Exercises to complete:
[A] Reproduce word for word the part of the relationship forum thread that begins at "## RDL (Feb" and stops after "out and stonewalling.".
[B] Answer these questions from the relationship forum thread:
(i) According to the first post, what is he when her car breaks down?
(ii) On what date was RDL's reply posted?
(iii) How many steps are in the process RDL suggests?
## start Text block
Ugh nice when you try to get some support and get thrown under the bus instead. I'm pretty certain part of it is he has no idea how to deal with life....he had a "porn addiction" a couple years ago, but seemingly it was never that upon reflection (this is according to him!):scratchhead:

It's also a control thing imo....I don't get why someone would do this, but he constantly asks if I need something when he's going upstairs/downstairs, etc. Do I need something outside? do I need something when he goes in the basement? But if I ASK for something, if i NEED him to be there for me, he totally blows me off. If my car breaks down, he's unavailable. If I need him to watch the kids, he's busy working. If I request support with this child's academic future, I get torn a new one. Why would anyone do this??? What can I do to avoid this other than not asking for anything?


----------



## RDL (Feb 10, 2012)

Hello,

As with most relationships. Your probably did not start out like this, it progressed to this over time.

To answer your question as to why:

Most likely you and your partner are in a self reinforcing negative cycle that has progressed for years. What are you seeing is a man that is emotionally hurt and responds to it by lashing out and stonewalling. 

As much as you feel that your emotional needs are not being met chances are that on the other side he feels just as bad. He reacts to it differently. 

As to how you got in this situation. 

Again generally men and women enter relationships without proper training in driving long term balanced relationships. They act on instinct and the result is often both partners not having their emotional needs met. You where driving a relationship without a license and as many couples before you you went off the road.

In order to improve your situation I suggest a 2 step process:

- both you and your partner need to get informed on the critical skills necessary to build a healthy long term relationship. 

You need a license to drive a car, what are you doing driving a relationship without a license? Instinct leads you to 
misunderstandings that lead to the serious problems above.
## end Text block
## start Given data
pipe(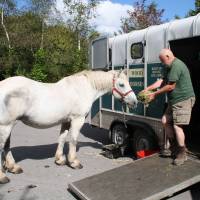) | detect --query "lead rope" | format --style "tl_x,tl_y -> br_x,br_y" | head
## end Given data
Outputs:
[A]
## RDL (Feb 10, 2012)

Hello,

As with most relationships. Your probably did not start out like this, it progressed to this over time.

To answer your question as to why:

Most likely you and your partner are in a self reinforcing negative cycle that has progressed for years. What are you seeing is a man that is emotionally hurt and responds to it by lashing out and stonewalling.

[B]
(i) Unavailable.
(ii) Feb 10, 2012.
(iii) Two.